● GOAL OF THE EXERCISE: Convert the listing below into a JSON list of strings, one string per line, leaving out any blank lines.

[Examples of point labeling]
****************

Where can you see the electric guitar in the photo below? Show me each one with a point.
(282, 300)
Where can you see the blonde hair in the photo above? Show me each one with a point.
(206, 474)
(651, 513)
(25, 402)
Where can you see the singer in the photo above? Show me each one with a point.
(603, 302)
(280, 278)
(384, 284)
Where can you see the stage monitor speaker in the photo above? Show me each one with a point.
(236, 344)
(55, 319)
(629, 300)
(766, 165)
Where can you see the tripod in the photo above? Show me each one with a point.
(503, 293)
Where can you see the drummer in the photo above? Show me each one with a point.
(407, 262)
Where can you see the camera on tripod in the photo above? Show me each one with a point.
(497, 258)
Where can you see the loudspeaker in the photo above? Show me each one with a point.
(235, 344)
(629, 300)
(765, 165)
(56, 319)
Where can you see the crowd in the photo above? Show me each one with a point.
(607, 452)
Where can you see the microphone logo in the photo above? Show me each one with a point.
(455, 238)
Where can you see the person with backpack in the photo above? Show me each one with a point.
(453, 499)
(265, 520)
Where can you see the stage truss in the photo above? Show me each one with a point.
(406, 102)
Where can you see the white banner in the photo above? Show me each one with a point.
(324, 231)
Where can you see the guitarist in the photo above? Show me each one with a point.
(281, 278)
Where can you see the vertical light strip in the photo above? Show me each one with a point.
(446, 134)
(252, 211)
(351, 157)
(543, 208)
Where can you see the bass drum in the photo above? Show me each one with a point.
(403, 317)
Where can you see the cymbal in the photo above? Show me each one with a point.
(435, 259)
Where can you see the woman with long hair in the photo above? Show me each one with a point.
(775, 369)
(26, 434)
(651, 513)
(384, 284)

****************

● TASK SOLUTION:
[
  "Where can you see the electric guitar in the photo below? Show me each one with a point.",
  "(282, 300)",
  "Where can you see the blonde hair in the photo above? Show me each one with a point.",
  "(206, 474)",
  "(651, 513)",
  "(25, 402)",
  "Where can you see the singer in the photo above? Show me each one with a point.",
  "(603, 302)",
  "(280, 278)",
  "(384, 284)",
  "Where can you see the stage monitor speaker in the photo above? Show me each one with a point.",
  "(236, 344)",
  "(55, 319)",
  "(629, 300)",
  "(766, 165)",
  "Where can you see the tripod in the photo above? Show me each one with a point.",
  "(503, 293)",
  "Where can you see the drummer in the photo above? Show me each one with a point.",
  "(407, 262)",
  "Where can you see the camera on tripod in the photo above? Show me each one with a point.",
  "(497, 258)",
  "Where can you see the loudspeaker in the photo above? Show me each one with a point.",
  "(235, 344)",
  "(629, 300)",
  "(765, 165)",
  "(56, 319)",
  "Where can you see the crowd in the photo above? Show me each one with a point.",
  "(607, 452)",
  "Where can you see the microphone logo in the photo above? Show me each one with a point.",
  "(455, 238)",
  "Where can you see the person with backpack in the photo above? Show me each one with a point.",
  "(453, 499)",
  "(265, 520)",
  "Where can you see the stage truss in the photo above? Show me each one with a point.",
  "(406, 102)",
  "Where can you see the white banner in the photo above? Show me each one with a point.",
  "(324, 231)",
  "Where can you see the guitarist in the photo above? Show me each one with a point.",
  "(281, 278)",
  "Where can you see the vertical light strip in the photo above? Show me each one with a point.",
  "(446, 134)",
  "(252, 211)",
  "(351, 157)",
  "(543, 208)",
  "Where can you see the bass drum in the photo above? Show me each one with a point.",
  "(403, 317)",
  "Where can you see the cymbal in the photo above? Show me each one with a point.",
  "(435, 259)",
  "Where can you see the woman with long hair in the photo above? Show me each one with a point.",
  "(775, 369)",
  "(26, 434)",
  "(651, 513)",
  "(384, 284)"
]